**What the task asks**
According to the text on the fund manager survey, how many participants took part, and how much in assets under management did they oversee?

#### Excerpted text

Investors’ fears of a recession are at their highest levels since the 2020 Chinese Coronavirus pandemic, as a net 58 percent of fund managers admitted to taking fewer risks than usual, a Bank of America survey revealed.
Pessimism among investors was also reported to be at “dire” levels not seen since the 2008 Financial crisis, the survey noted.
The survey found that one-third of investors believe inflation is the greatest tail risk, while under a quarter said another recession is the biggest risk, the Financial Times reported, citing the survey.
Other significant tail risk factors that fund managers noted include “hawkish central banks and systemic credit events,” Bloomberg noted. The Russia/Ukraine conflict dropped to number five in tail risk concerns.
Seventy-nine percent of fund managers expect corporate profits to decrease, which is higher than during the pandemic or the 2008 Financial Crisis, the Financial Times noted.
Investors were also recorded to reduce their activity in the stock market but increased their cash holdings to over 20-year highs.
While optimism is low currently, investors expect inflation next year to decrease with interest rates to follow suit, according to the survey.
The market is also at maximum “bearishness,” but that may lead to a rally in the stock market, according to the survey.
Michael Hartnett, chief investment strategist of Bank of America, did warn that the rally will probably be “temporary:”
Any rally is likely to be temporary. The catalyst for a sustained recovery will be a change in monetary policy from the Fed when it sees that Main Street is suffering along with Wall Street. We are still some distance from the kinds of levels on the [US S&P 500 stock index] that would cause policymakers to panic and change course.
The survey was taken from July 8 to July 15 among 259 participants who oversee $722 billion in assets under management.

########
#### Data under study

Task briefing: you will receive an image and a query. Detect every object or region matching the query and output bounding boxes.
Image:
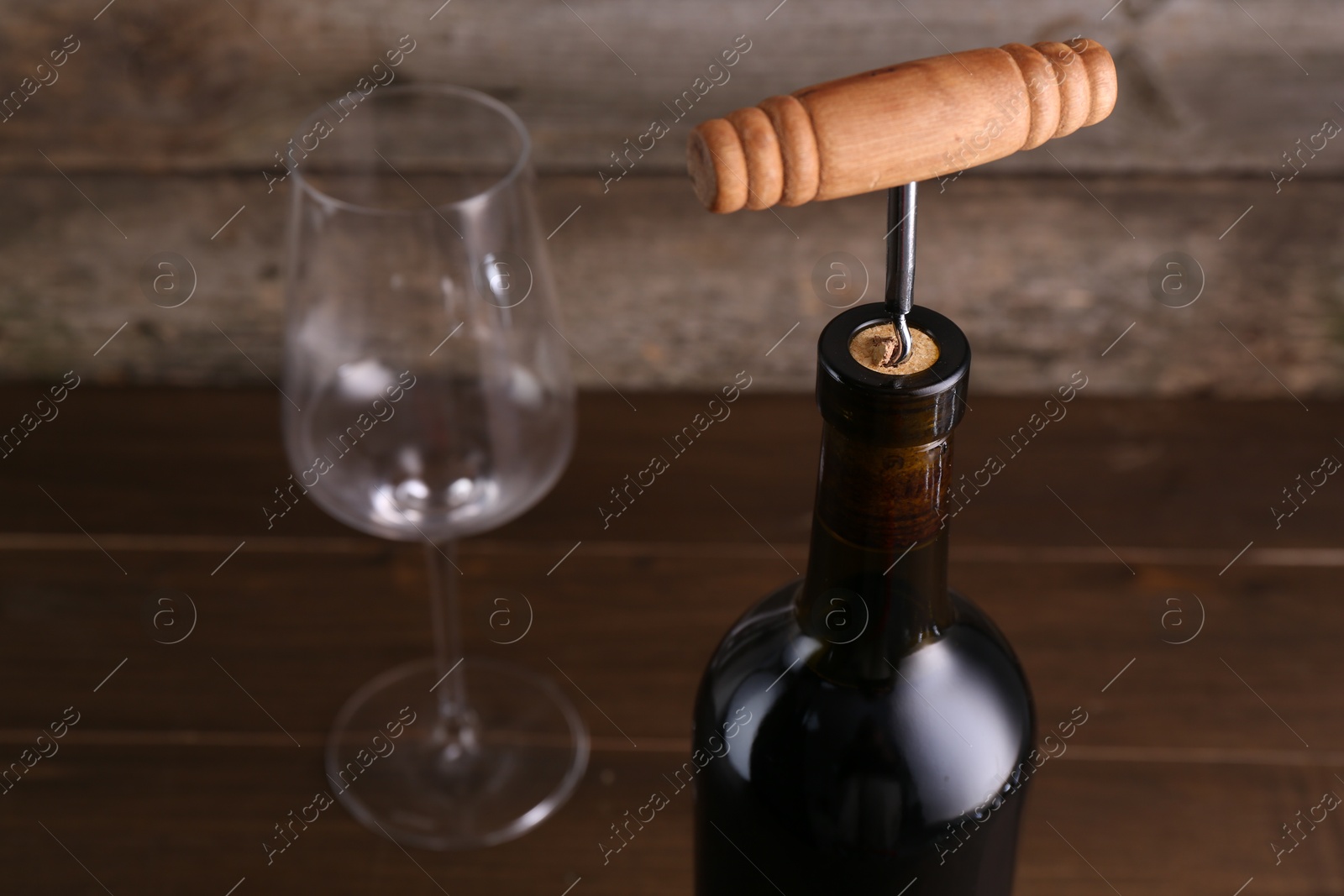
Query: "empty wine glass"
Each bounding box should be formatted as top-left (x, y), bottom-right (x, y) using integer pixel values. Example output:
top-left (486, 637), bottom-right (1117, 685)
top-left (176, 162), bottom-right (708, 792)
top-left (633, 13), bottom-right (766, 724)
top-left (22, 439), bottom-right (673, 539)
top-left (281, 86), bottom-right (589, 849)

########

**Your response**
There were 259 participants, who oversaw $722 billion in assets under management.